■ Problem statement ■
Your answer must consist of the records exactly as given, with no pictures included.

■ Study material ■
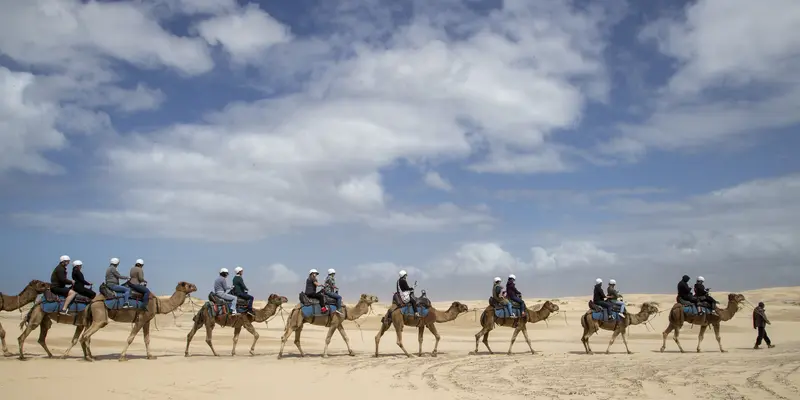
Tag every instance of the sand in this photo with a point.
(559, 370)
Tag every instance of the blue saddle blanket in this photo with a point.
(408, 310)
(117, 304)
(692, 310)
(503, 312)
(315, 310)
(598, 316)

■ Exercise solution ■
Tag every instance of the sand in this photo with a point.
(559, 370)
Tag every instance of the blue saddle blanket in this photo with a point.
(408, 310)
(117, 304)
(692, 310)
(503, 312)
(315, 310)
(598, 316)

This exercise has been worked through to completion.